----- DATA UNDER STUDY -----

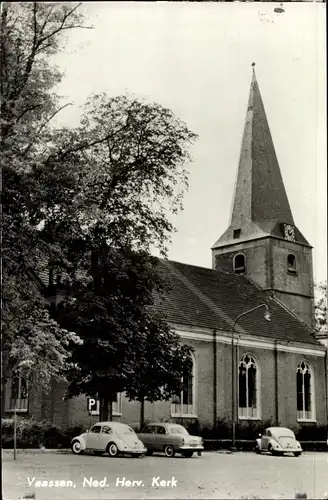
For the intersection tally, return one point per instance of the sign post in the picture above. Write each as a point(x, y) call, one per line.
point(15, 428)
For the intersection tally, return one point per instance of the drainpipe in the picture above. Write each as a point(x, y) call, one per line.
point(326, 372)
point(237, 381)
point(276, 401)
point(215, 386)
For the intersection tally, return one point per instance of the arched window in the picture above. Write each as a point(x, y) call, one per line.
point(305, 386)
point(248, 389)
point(116, 408)
point(185, 405)
point(239, 263)
point(291, 264)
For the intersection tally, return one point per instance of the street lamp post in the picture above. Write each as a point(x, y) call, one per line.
point(233, 377)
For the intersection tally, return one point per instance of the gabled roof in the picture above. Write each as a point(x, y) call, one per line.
point(260, 204)
point(208, 298)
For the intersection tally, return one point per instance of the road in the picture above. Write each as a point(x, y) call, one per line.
point(213, 475)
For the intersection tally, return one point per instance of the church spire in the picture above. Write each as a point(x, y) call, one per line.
point(260, 194)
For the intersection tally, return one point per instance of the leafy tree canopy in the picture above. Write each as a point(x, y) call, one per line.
point(111, 182)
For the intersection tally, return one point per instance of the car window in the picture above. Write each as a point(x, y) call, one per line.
point(95, 429)
point(149, 429)
point(177, 429)
point(128, 431)
point(160, 430)
point(107, 430)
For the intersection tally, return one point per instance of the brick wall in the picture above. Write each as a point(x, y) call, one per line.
point(74, 412)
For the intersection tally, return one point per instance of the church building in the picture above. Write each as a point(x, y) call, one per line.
point(251, 315)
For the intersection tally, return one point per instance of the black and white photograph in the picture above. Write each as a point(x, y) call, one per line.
point(164, 250)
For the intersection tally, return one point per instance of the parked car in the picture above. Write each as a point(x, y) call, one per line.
point(113, 438)
point(170, 438)
point(278, 440)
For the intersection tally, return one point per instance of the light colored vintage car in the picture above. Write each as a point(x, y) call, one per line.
point(278, 440)
point(113, 438)
point(170, 438)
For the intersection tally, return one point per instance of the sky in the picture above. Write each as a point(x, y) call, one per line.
point(195, 58)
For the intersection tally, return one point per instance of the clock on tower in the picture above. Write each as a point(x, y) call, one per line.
point(289, 232)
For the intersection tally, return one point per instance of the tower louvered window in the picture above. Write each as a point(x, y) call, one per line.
point(239, 263)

-----

EXERCISE DIRECTIONS —
Leave every picture out. Retype the remaining data exactly.

WRITTEN SOLUTION —
For the intersection tally, return one point per instance of the sign post in the picture above. Write each as a point(x, y) call, one per line.
point(15, 428)
For the intersection tally, return one point per instance of the drainpipe in the picture above. Write each as a point(x, y) call, one per line.
point(326, 372)
point(237, 381)
point(276, 401)
point(215, 386)
For the intersection tally, return one point per instance of the arched window in the picture above. Write each as a point(x, y) call, one per line.
point(305, 386)
point(248, 389)
point(116, 408)
point(185, 405)
point(239, 263)
point(291, 264)
For the intersection tally, return one point per instance of the street lamp post in the picture above. Write each as a point(x, y) call, one per line.
point(233, 377)
For the intersection tally, return one point per instance of the gabled roof in the picture above. Write each as a point(x, y) call, one per line.
point(260, 204)
point(208, 298)
For the intersection tally, return one point per instance of the road in the picture above. Write each as a point(x, y) call, one per line.
point(213, 475)
For the intersection tally, return one point per instance of the church spire in the picture above. Write each as a point(x, y) call, one per line.
point(260, 194)
For the intersection tally, return one point per instance of the leafy tree canopy in the picture above. Write each as a point(x, y) call, one per line.
point(111, 182)
For the intersection tally, return one point per instance of the car window in the picture above. Write each as a point(x, y) call, one per line.
point(95, 429)
point(149, 429)
point(177, 429)
point(128, 431)
point(160, 430)
point(107, 430)
For the intersection tally, return one point per instance of the brick wall in the picture above. Write each as a point(x, y) call, one per line.
point(74, 412)
For the intersection tally, return one point per instance of the church building in the picture above. Write each as a point(x, y) call, one per line.
point(251, 315)
For the intersection tally, return one point per instance of the black and white photograph in the picture above. Write each as a point(x, y) call, one per line.
point(164, 250)
For the intersection tally, return one point per instance of the parked car in the picture above. Write each as a point(x, y) call, one per line.
point(113, 438)
point(170, 438)
point(278, 440)
For the intersection tally, return one point per instance of the light colored vintage car in the picture above. Write each as a point(x, y) call, one per line.
point(278, 440)
point(113, 438)
point(170, 438)
For the intersection tally, return one point per instance of the sky in the picture above. Write each as a point(x, y) call, one per line.
point(195, 58)
For the intersection tally, return one point per instance of the clock on tower in the picture above. Write each as a point(x, y) call, one per line.
point(289, 232)
For the intersection tally, return one point per instance of the tower louvered window in the picture above. Write each as a point(x, y) call, one per line.
point(239, 263)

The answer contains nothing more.